Extract the full set of records that follows, word for word.
## Begin Dataset entries
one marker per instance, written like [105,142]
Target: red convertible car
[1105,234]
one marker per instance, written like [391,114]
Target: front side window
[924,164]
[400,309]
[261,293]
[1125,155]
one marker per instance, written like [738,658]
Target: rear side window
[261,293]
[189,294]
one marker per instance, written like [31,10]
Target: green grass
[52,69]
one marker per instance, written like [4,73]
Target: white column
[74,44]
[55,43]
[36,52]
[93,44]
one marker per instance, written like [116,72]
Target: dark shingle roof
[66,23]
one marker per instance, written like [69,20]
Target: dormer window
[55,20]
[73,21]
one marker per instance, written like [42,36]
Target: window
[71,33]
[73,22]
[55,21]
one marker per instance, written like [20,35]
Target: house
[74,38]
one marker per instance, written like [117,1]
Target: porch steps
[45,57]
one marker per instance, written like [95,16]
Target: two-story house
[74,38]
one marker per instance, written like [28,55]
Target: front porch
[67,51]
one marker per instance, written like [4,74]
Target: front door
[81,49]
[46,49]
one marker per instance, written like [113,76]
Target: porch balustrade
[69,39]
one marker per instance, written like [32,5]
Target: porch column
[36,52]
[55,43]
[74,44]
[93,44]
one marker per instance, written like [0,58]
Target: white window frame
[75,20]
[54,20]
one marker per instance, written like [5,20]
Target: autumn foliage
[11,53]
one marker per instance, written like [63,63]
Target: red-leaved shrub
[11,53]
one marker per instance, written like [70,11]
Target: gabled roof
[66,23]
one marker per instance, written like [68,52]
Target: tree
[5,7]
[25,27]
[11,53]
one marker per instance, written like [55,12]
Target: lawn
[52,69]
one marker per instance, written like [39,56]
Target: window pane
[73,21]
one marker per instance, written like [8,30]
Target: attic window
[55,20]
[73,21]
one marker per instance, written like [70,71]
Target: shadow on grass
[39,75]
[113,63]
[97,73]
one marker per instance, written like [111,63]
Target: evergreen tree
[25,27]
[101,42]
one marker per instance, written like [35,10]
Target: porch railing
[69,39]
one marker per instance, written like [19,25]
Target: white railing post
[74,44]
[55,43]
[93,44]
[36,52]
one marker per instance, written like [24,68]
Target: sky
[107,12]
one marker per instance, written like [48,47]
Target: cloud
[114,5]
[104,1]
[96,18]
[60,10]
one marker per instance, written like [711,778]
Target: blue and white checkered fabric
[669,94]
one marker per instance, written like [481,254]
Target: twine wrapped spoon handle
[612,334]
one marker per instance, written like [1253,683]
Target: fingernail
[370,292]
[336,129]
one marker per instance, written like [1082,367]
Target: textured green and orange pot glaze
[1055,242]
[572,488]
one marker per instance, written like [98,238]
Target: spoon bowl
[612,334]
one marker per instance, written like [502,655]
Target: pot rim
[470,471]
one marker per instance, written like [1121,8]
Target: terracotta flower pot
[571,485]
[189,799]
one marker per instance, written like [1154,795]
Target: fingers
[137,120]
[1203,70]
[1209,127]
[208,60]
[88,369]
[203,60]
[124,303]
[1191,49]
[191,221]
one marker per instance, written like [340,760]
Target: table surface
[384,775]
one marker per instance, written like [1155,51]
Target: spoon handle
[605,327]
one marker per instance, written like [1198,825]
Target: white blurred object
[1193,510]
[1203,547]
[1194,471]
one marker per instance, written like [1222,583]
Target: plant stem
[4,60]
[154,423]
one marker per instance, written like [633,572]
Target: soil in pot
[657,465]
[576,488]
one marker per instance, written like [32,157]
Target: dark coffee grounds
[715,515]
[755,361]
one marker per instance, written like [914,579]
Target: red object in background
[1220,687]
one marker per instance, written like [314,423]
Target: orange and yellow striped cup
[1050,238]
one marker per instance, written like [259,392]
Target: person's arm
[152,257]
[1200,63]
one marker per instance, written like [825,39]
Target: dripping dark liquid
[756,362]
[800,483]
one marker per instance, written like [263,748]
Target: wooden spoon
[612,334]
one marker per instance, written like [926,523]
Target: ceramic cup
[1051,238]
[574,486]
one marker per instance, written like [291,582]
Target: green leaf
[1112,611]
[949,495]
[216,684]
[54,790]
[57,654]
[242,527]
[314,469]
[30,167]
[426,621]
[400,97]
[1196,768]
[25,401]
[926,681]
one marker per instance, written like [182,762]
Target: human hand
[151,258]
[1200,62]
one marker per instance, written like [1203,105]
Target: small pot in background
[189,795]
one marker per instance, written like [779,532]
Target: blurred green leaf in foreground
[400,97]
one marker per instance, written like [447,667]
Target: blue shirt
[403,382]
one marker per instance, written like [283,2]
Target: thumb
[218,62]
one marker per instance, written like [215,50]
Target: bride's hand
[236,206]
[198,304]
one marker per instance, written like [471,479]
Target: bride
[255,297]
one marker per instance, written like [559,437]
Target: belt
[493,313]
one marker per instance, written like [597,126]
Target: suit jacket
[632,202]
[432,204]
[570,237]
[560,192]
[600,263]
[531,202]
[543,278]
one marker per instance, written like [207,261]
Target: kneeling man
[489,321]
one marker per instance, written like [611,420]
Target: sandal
## End Dataset entries
• _Solution for this task_
one marker per instance, written like [105,142]
Target: red convertible car
[1105,234]
one marker per instance, written like [391,114]
Target: front side window
[924,164]
[400,309]
[261,293]
[1125,155]
one marker per instance, written like [738,658]
Target: rear side window
[261,293]
[189,294]
one marker per instance, written like [31,10]
Target: green grass
[52,69]
one marker per instance, written like [4,73]
Target: white column
[74,44]
[55,43]
[36,52]
[93,44]
one marker per instance, written like [116,72]
Target: dark shingle roof
[66,23]
one marker per instance, written like [69,20]
Target: dormer window
[55,20]
[73,21]
one marker per instance, written like [42,36]
Target: window
[71,33]
[73,22]
[55,21]
one marker per instance, written like [20,35]
Target: house
[74,38]
one marker per instance, written like [117,1]
Target: porch steps
[45,57]
one marker per instance, written like [95,16]
Target: two-story house
[74,38]
one marker per instance, written like [28,55]
Target: front porch
[67,51]
one marker per instance, written like [4,74]
Target: front door
[81,49]
[46,49]
one marker per instance, written like [113,76]
Target: porch balustrade
[69,39]
one marker per instance, written like [32,5]
Target: porch column
[36,52]
[55,43]
[74,44]
[93,44]
one marker per instance, written like [0,58]
Target: white window frame
[75,20]
[54,20]
one marker per instance, written like [5,20]
Target: autumn foliage
[11,53]
one marker per instance, written like [63,63]
Target: red-leaved shrub
[11,53]
one marker per instance, written like [70,11]
Target: gabled roof
[66,23]
one marker per instance, written like [68,52]
Target: tree
[5,7]
[25,27]
[11,53]
one marker per instance, written like [55,12]
Target: lawn
[52,69]
one marker per instance, written like [39,56]
Target: window pane
[73,21]
one marker per instance, written like [8,30]
Target: attic window
[55,20]
[73,21]
one marker per instance, written like [70,71]
Target: shadow on grass
[39,75]
[113,63]
[97,73]
one marker per instance, written like [111,63]
Target: evergreen tree
[25,27]
[101,42]
one marker per instance, written like [35,10]
Target: porch railing
[69,39]
one marker per instance, written like [19,25]
Target: white railing post
[74,44]
[55,43]
[93,44]
[36,52]
one marker per instance, written like [24,68]
Target: sky
[107,12]
one marker per instance, written like [48,47]
Target: cloud
[114,5]
[104,1]
[96,18]
[60,10]
one marker per instance, written like [711,778]
Target: blue and white checkered fabric
[669,94]
one marker per instance, written like [481,254]
Target: twine wrapped spoon handle
[612,334]
one marker per instance, written like [1253,683]
Target: fingernail
[370,292]
[336,129]
one marker per instance, written like [1082,367]
Target: textured green and orange pot glaze
[1055,242]
[572,488]
one marker per instance, written like [98,238]
Target: spoon bowl
[612,334]
one marker per instance, written like [502,655]
Target: pot rim
[470,471]
one marker per instance, written like [1121,8]
Target: terracotta flower pot
[571,485]
[189,799]
one marker per instance, written like [1154,795]
Target: fingers
[137,120]
[1203,70]
[1209,127]
[208,60]
[88,369]
[203,60]
[124,303]
[1191,49]
[191,221]
one marker per instance, written like [340,760]
Target: table surface
[384,775]
one marker per instance, written like [1155,51]
Target: spoon handle
[605,327]
one marker per instance, written like [1198,825]
Target: white blurred object
[1193,510]
[1203,547]
[1194,471]
one marker per instance, written like [1222,583]
Target: plant stem
[4,60]
[154,423]
one marker per instance, written like [633,572]
Target: soil in pot
[657,465]
[576,488]
one marker per instance, written like [32,157]
Target: dark coffee grounds
[715,515]
[755,361]
one marker per instance, written like [914,579]
Target: red object in background
[1220,687]
one marker per instance, written like [314,423]
Target: orange and yellow striped cup
[1050,238]
one marker per instance, written like [259,392]
Target: person's arm
[152,257]
[1200,63]
one marker per instance, written like [825,39]
Target: dripping dark liquid
[756,362]
[800,483]
one marker per instance, written like [263,748]
Target: wooden spoon
[612,334]
one marker per instance, written like [926,523]
Target: ceramic cup
[1051,238]
[574,486]
one marker per instance, written like [291,582]
Target: green leaf
[1112,611]
[949,495]
[216,684]
[54,790]
[57,654]
[242,527]
[314,469]
[30,167]
[426,621]
[400,97]
[1196,768]
[25,401]
[926,681]
one marker per instance, written like [182,762]
Target: human hand
[151,258]
[1200,62]
one marker per instance, written like [1203,105]
Target: small pot in background
[189,795]
one marker per instance, written like [779,532]
Target: blurred green leaf in foreground
[400,97]
one marker per instance, written like [447,667]
Target: blue shirt
[403,382]
one marker per instance, written like [283,2]
Target: thumb
[218,62]
one marker per instance, written like [215,50]
Target: bride's hand
[236,206]
[198,304]
one marker per instance, written like [471,479]
Target: bride
[255,297]
one marker per instance, written like [559,437]
Target: belt
[493,313]
one marker per instance, written like [597,126]
Target: suit jacket
[632,202]
[432,204]
[570,237]
[560,192]
[600,263]
[531,202]
[543,278]
one marker per instance, written like [207,261]
Target: kneeling man
[489,321]
one marker per instance, written like [611,420]
Target: sandal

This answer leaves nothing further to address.